TASK DIRECTIONS: Searching the material below, find each line that includes the word "every", and copy it.

____

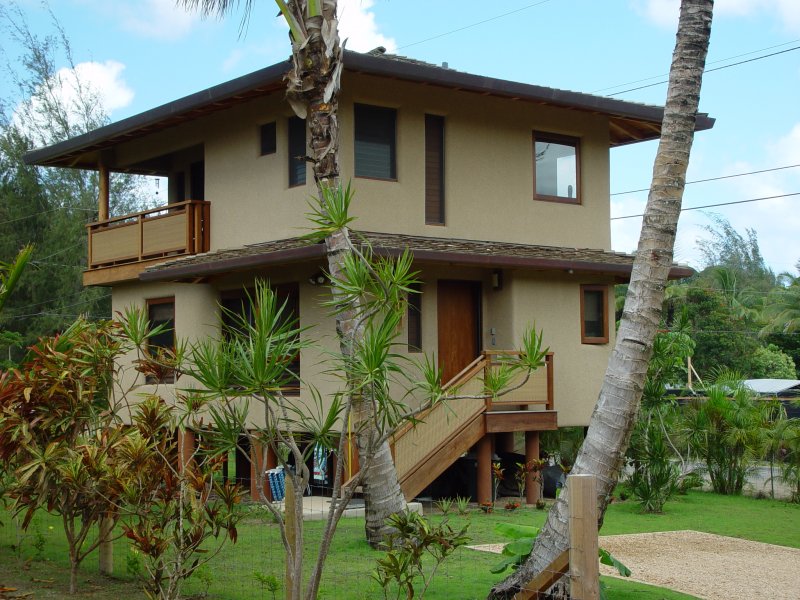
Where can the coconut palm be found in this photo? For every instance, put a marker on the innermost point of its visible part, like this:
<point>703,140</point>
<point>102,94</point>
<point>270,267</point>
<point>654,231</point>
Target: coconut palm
<point>312,88</point>
<point>615,413</point>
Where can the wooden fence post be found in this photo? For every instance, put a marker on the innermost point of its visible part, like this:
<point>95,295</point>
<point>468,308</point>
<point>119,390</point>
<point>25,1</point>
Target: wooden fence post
<point>106,548</point>
<point>584,564</point>
<point>291,535</point>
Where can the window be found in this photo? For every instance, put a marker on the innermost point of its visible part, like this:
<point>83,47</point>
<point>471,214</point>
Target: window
<point>434,170</point>
<point>297,151</point>
<point>268,139</point>
<point>197,180</point>
<point>375,130</point>
<point>238,302</point>
<point>415,318</point>
<point>594,314</point>
<point>161,311</point>
<point>556,167</point>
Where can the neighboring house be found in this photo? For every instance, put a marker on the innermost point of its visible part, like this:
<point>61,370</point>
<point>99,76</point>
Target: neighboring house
<point>786,391</point>
<point>500,189</point>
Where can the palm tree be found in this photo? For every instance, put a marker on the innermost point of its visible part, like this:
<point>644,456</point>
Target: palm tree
<point>611,424</point>
<point>312,88</point>
<point>11,272</point>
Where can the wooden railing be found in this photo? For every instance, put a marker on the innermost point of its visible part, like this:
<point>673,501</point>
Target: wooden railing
<point>536,390</point>
<point>441,426</point>
<point>173,230</point>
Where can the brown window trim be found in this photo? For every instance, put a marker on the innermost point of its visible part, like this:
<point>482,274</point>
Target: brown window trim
<point>435,206</point>
<point>268,138</point>
<point>170,378</point>
<point>414,319</point>
<point>292,157</point>
<point>591,339</point>
<point>393,161</point>
<point>567,140</point>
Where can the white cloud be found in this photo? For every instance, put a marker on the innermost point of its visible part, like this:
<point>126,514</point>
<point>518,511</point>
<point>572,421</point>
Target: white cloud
<point>357,25</point>
<point>103,80</point>
<point>83,94</point>
<point>159,19</point>
<point>664,13</point>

____

RESPONSE:
Where can the coconut palm be found in this photo? For every instance, put a marker on the innermost point of its visible part, like this:
Where can the wooden fence post be found in this photo? For every instance, put a marker on the innermost point of its visible part, like this:
Where can the window be found in this photo? For every instance, put a marker on the innermost point of its visible part, like this:
Where can the neighboring house be found in this photo? For every instance, put a marker on the innermost point of its visible part, like this:
Where can the palm tree be found in this photo? For every instance, put a marker on the innermost point of its visible part, like this:
Where can the wooden railing be found in this photo? For every instance, put a marker on the innermost point of its visible part, like this:
Where can the brown window trim be found in this photo? For every instance, put a marker on the innermost point of its visible part, like this:
Where can the white cloud be found in this photo? For every instance, put a marker on the innermost point of its visible part, like this:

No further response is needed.